▸ Document segment
How Can I Tell If I Have Gout?
Prevention & Treatment Doctors reveal the four most common symptoms, from swelling to excruciating pain, and what steps to take to help avoid long-term repercussions.
“You would have a really swollen hot, painful joint, and that would usually come around at night,” says Dr. Joel R. Pittman, pharmacist and assistant professor of pharmacy practice at the University of Mississippi School of Pharmacy. “It would be so painful you wouldn’t even want to touch it. Some people can’t even stand to have the pressure of the bed sheet on it!”
"When someone comes in with a big, red hurting joint, and usually with gout it is the joint next to big toe right where it attaches to the foot, and it hurts to walk or even when the sheet hits it, I know I’m probably looking at gout” says Dr. Jeffrey J. Cain, president-elect of the American Academy of Family Physicians. “If your skin is red and feels warmer than the skin around it and you haven’t injured it, it could be gout or another infection, and you should go see your doctor.”
“Over 24 hours, if you have a painful, warm, red swollen joint you don’t even want to touch, reach out to your physician and make sure you get seen,” says Dr. Patience White, vice president for public health at the Arthritis Foundation. “Most people focus on drug treatment, weight loss and eating less purine-rich food to help control it.”

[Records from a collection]

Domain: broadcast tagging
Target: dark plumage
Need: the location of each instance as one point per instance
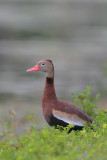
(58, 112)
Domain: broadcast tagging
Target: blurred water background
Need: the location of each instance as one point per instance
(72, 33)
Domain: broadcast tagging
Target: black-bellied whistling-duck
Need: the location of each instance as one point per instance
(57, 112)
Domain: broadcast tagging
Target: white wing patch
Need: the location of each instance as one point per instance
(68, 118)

...

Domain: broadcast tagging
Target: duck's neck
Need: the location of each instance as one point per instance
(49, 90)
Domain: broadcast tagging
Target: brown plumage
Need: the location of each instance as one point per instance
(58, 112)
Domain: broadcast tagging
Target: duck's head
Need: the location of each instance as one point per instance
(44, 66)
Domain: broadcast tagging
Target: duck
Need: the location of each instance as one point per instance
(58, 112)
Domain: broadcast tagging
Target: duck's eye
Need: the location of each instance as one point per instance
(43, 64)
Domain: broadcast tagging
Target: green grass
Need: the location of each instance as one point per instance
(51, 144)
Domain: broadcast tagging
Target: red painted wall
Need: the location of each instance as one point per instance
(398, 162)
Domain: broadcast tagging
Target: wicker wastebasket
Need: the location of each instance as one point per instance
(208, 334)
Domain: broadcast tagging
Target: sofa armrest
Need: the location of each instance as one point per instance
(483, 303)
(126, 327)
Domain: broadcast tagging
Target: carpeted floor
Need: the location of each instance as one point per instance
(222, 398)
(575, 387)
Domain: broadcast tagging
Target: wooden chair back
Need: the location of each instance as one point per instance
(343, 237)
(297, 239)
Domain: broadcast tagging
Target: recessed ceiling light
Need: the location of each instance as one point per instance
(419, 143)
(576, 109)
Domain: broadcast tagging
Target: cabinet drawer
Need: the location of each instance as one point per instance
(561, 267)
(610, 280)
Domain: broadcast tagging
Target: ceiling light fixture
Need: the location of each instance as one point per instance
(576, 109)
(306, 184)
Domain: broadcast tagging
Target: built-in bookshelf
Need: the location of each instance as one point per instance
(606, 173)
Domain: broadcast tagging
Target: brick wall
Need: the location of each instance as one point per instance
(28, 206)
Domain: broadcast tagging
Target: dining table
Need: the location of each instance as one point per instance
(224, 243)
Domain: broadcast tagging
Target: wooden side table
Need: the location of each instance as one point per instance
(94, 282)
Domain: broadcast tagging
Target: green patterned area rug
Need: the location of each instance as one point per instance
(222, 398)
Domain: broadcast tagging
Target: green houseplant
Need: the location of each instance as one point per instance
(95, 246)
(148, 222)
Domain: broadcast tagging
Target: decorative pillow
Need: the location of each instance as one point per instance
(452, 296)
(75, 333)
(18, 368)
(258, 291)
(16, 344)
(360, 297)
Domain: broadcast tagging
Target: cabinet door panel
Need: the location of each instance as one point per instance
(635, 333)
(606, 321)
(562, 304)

...

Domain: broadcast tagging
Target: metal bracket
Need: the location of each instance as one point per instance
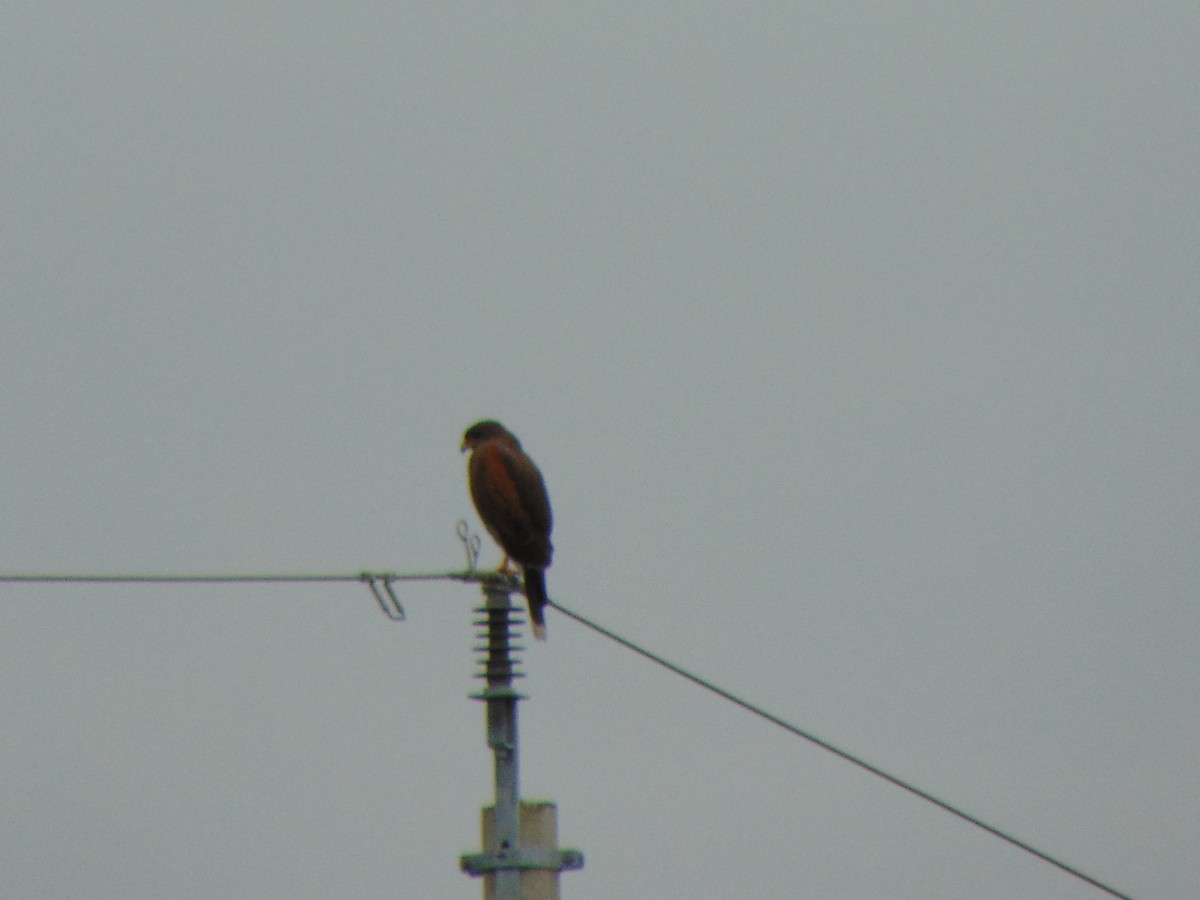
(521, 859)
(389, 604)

▸ Task prompt
Retype the entire gout symptoms article from above, word for word.

▸ The completed task
How Can I Tell If I Have Gout?
Prevention & Treatment Doctors reveal the four most common symptoms, from swelling to excruciating pain, and what steps to take to help avoid long-term repercussions.
“You would have a really swollen hot, painful joint, and that would usually come around at night,” says Dr. Joel R. Pittman, pharmacist and assistant professor of pharmacy practice at the University of Mississippi School of Pharmacy. “It would be so painful you wouldn’t even want to touch it. Some people can’t even stand to have the pressure of the bed sheet on it!”
"When someone comes in with a big, red hurting joint, and usually with gout it is the joint next to big toe right where it attaches to the foot, and it hurts to walk or even when the sheet hits it, I know I’m probably looking at gout” says Dr. Jeffrey J. Cain, president-elect of the American Academy of Family Physicians. “If your skin is red and feels warmer than the skin around it and you haven’t injured it, it could be gout or another infection, and you should go see your doctor.”
“Over 24 hours, if you have a painful, warm, red swollen joint you don’t even want to touch, reach out to your physician and make sure you get seen,” says Dr. Patience White, vice president for public health at the Arthritis Foundation. “Most people focus on drug treatment, weight loss and eating less purine-rich food to help control it.”